[Saved data entries]
====
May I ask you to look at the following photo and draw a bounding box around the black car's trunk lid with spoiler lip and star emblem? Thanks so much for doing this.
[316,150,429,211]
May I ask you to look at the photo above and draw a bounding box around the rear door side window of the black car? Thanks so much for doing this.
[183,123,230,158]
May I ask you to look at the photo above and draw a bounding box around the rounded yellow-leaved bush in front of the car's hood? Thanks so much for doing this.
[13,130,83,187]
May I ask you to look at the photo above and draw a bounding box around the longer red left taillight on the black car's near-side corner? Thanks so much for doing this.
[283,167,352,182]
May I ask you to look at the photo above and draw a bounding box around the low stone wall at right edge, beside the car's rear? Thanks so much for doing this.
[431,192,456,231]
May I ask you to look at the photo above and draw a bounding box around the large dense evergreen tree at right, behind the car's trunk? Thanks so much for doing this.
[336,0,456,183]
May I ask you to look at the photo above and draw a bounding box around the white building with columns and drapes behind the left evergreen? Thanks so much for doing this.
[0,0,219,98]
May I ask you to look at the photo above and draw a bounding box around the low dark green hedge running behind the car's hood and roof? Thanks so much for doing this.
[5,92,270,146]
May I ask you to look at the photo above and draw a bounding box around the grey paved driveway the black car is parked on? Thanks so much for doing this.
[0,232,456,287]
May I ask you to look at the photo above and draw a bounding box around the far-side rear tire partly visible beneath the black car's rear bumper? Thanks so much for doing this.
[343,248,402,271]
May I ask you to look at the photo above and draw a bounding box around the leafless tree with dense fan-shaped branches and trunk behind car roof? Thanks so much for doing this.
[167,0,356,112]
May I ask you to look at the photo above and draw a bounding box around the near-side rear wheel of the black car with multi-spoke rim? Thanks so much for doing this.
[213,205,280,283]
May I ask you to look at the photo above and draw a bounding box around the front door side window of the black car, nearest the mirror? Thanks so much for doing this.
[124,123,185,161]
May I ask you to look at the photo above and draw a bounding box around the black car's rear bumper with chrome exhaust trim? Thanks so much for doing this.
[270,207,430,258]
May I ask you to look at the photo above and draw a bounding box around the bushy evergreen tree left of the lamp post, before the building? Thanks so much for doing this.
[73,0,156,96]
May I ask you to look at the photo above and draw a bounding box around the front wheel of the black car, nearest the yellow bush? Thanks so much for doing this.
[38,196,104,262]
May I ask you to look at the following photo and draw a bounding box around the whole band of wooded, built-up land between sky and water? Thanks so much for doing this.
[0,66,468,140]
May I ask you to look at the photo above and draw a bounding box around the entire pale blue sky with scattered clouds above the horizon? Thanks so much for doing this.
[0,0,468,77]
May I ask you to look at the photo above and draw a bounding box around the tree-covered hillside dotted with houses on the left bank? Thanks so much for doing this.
====
> Problem details:
Output every entry again, exactly as given.

> Output of the task:
May I ask you to look at the following photo and draw a bounding box around the black car's trunk lid with spoiler lip and star emblem? Thanks so much for doing this.
[316,150,429,211]
May I ask you to look at the photo above and draw a bounding box around the rear door side window of the black car? Thanks so much for doing this.
[183,123,230,158]
May I ask you to look at the photo above and draw a bounding box around the rounded yellow-leaved bush in front of the car's hood? Thanks so much for doing this.
[13,130,83,187]
May I ask you to look at the photo above and draw a bounding box around the longer red left taillight on the black car's near-side corner? Thanks so much for doing this.
[283,167,352,182]
May I ask you to look at the photo above and draw a bounding box around the low stone wall at right edge, beside the car's rear? Thanks so much for doing this.
[431,192,456,231]
May I ask you to look at the photo above and draw a bounding box around the large dense evergreen tree at right, behind the car's trunk? Thanks so much for doing this.
[336,0,456,183]
May I ask you to look at the photo above and draw a bounding box around the white building with columns and drapes behind the left evergreen? Thanks so much for doing this.
[0,0,219,98]
May I ask you to look at the photo above and draw a bounding box around the low dark green hedge running behind the car's hood and roof? Thanks so much for doing this.
[5,92,270,146]
May I ask you to look at the photo above and draw a bounding box around the grey paved driveway the black car is parked on? Thanks so much for doing this.
[0,232,456,287]
May I ask you to look at the photo above and draw a bounding box around the far-side rear tire partly visible beneath the black car's rear bumper? Thanks so much for doing this.
[343,248,402,271]
May I ask you to look at the photo above and draw a bounding box around the leafless tree with dense fan-shaped branches and trunk behind car roof? Thanks so much for doing this.
[167,0,356,112]
May I ask you to look at the photo above and draw a bounding box around the near-side rear wheel of the black car with multi-spoke rim? Thanks so much for doing this.
[213,205,280,283]
May I ask you to look at the photo above and draw a bounding box around the front door side window of the black car, nearest the mirror? Thanks so much for doing this.
[124,123,185,161]
May I ask you to look at the photo above and draw a bounding box around the black car's rear bumper with chrome exhaust trim? Thanks so much for doing this.
[270,207,430,258]
May I ask you to look at the photo above and draw a bounding box around the bushy evergreen tree left of the lamp post, before the building? Thanks so much for doing this.
[73,0,156,96]
May I ask you to look at the photo above and draw a bounding box around the front wheel of the black car, nearest the yellow bush? Thanks so much for doing this.
[38,196,104,262]
May I ask you to look at the following photo and draw a bounding box around the whole band of wooded, built-up land between sky and water? Thanks so much for doing this.
[0,66,468,140]
May I ask you to look at the photo above and draw a bounding box around the entire pale blue sky with scattered clouds above the horizon? Thanks so much for doing this.
[0,0,468,77]
May I ask you to look at the photo above and draw a bounding box around the tree-covered hillside dotted with houses on the left bank? Thanks so much for doing this.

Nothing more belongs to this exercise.